__Objective A__
Output the portion of the article on lone-wolf terror attacks between "Terrorism experts say" and "on Western society.", inclusive, copying it word for word.

Texas incident fuels concern about lone-wolf terror attacks
NEW YORK (AP) — The attempted attack on a provocative cartoon contest in Texas appears to reflect a scenario that has long troubled national security officials: a do-it-yourself terror plot, inspired by the Islamic State extremist group and facilitated through the ease of social media.
Trying to gauge which individuals in the United States pose such threats — and how vigorously they should be monitored — is a daunting challenge for counterterrorism agencies. Some experts caution that a limited number of small-scale attacks are likely to continue.
Michael McCaul, chairman of the House Homeland Security Committee, said federal authorities are aware of “thousands” of potential extremists living in the U.S., only a small portion of whom are under active surveillance.
Concerns have been intensifying since the rise of Islamic State group and were heightened this week after two gunmen were shot dead while trying to attack the event in Garland, Texas, that featured cartoon images of the Prophet Muhammad. One of the men, 31-year-old Elton Simpson of Phoenix, was arrested in 2010 after being the focus of a four-year terror investigation; investigators are trying to determine the extent of any terror-related ties involving him or his accomplice, Nadir Soofi.
At the White House, Press Secretary Josh Earnest said Wednesday that intelligence officials would be investigating Islamic State’s claim of responsibility for the incident.
“This is consistent with what has previously been described as a lone-wolf attack,” Earnest said. “Essentially you have two individuals that don’t appear to be part of a broader conspiracy, and identifying those individuals and keeping tabs on them is difficult work.”
Terrorism experts say the spread of social media, and savvy use of it by extremist groups, has facilitated a new wave of relatively small-scale plots that are potentially easy to carry out and harder for law enforcement to anticipate.
While plots orchestrated by al-Qaida have historically involved grand plans designed to yield mass carnage — airline bombings, for instance, or attacks on transportation systems — the Islamic State group has endorsed less ambitious efforts that its leaders say can have the same terrorizing effect on Western society.
“If you can get your hands on a weapon, how is the state security apparatus supposed to find you?” said Will McCants, a fellow for the Center for Middle East Policy at the Brookings Institution in Washington. “It’s attractive because it gets just as much attention as a small- to mid-size bomb.”

Pointing and labeling entries:
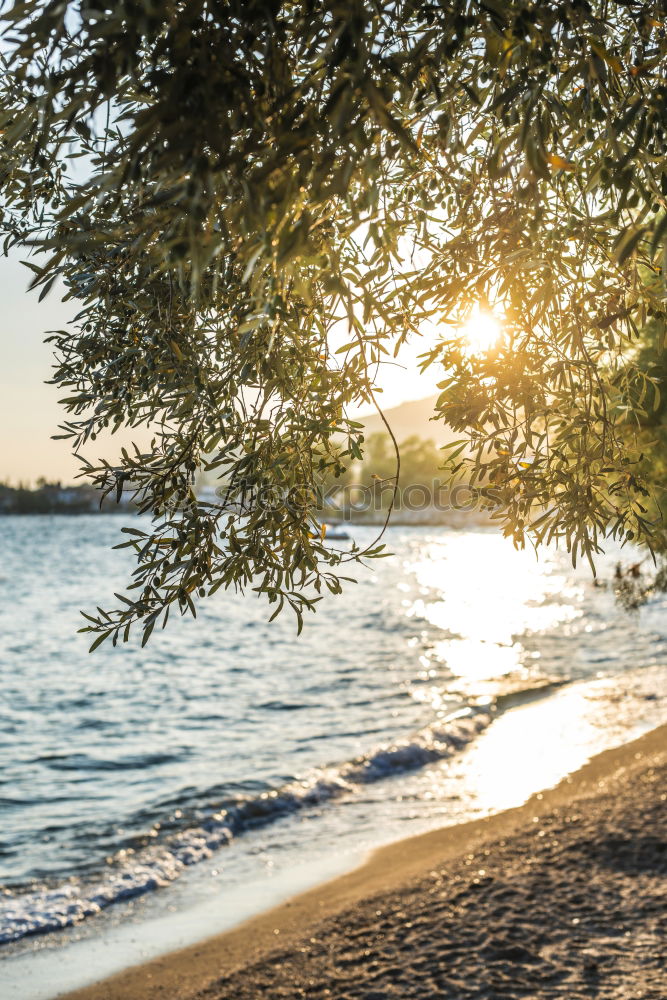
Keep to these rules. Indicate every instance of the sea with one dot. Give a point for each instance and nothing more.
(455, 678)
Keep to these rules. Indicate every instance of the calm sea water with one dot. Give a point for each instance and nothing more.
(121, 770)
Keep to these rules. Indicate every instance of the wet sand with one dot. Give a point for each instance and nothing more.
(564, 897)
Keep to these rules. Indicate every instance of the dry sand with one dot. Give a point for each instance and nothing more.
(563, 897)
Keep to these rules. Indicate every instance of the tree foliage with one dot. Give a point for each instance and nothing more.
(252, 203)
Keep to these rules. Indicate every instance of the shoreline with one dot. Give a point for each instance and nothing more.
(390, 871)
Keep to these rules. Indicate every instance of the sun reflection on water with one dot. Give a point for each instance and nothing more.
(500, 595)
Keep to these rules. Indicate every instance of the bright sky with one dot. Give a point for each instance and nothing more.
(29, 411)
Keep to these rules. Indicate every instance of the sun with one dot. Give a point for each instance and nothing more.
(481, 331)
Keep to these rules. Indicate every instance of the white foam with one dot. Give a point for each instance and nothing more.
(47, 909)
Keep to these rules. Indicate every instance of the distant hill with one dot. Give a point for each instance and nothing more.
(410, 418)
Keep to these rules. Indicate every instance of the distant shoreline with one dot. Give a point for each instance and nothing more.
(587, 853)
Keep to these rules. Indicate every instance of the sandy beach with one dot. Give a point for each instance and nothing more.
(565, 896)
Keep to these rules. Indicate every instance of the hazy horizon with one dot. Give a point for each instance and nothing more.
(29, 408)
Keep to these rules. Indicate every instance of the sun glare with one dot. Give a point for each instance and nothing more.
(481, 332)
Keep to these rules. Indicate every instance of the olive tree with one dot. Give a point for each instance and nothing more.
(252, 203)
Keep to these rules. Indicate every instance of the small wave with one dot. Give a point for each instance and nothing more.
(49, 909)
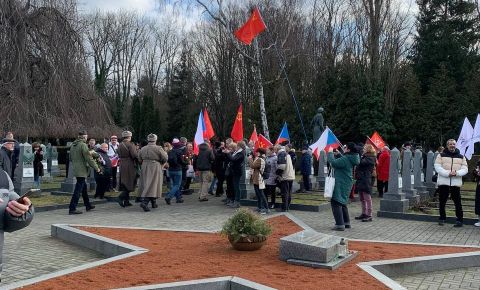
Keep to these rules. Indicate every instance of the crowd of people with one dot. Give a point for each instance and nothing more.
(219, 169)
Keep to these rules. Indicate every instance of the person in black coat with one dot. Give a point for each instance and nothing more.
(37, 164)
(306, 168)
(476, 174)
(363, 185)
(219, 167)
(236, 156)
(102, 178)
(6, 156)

__Objective B__
Return the lines of the entries between the line holding "Keep to these rules. Indicate every instance of the olive" and the last line of the entries, inclusive, reproducing each line verbatim. Leave the picture lines out of your answer.

__Correct result A__
Terrorism experts say the spread of social media, and savvy use of it by extremist groups, has facilitated a new wave of relatively small-scale plots that are potentially easy to carry out and harder for law enforcement to anticipate.
While plots orchestrated by al-Qaida have historically involved grand plans designed to yield mass carnage — airline bombings, for instance, or attacks on transportation systems — the Islamic State group has endorsed less ambitious efforts that its leaders say can have the same terrorizing effect on Western society.

__Correct result B__
Keep to these rules. Indicate every instance of the olive tree with one dot. Give a point for each instance and nothing more.
(252, 203)
Keep to these rules. Indicate every instance of the small wave with one dot. Give a point for each instance and nothing more.
(49, 909)
Keep to these rules. Indicate every instance of the crowd of people with one dot. Give a point for each instance and nothing more.
(219, 169)
Keep to these rules. Indicate every instance of the person in black coat with one dot. Give a point for each instance and nothing more.
(37, 164)
(306, 168)
(476, 174)
(363, 185)
(219, 167)
(236, 156)
(102, 178)
(6, 156)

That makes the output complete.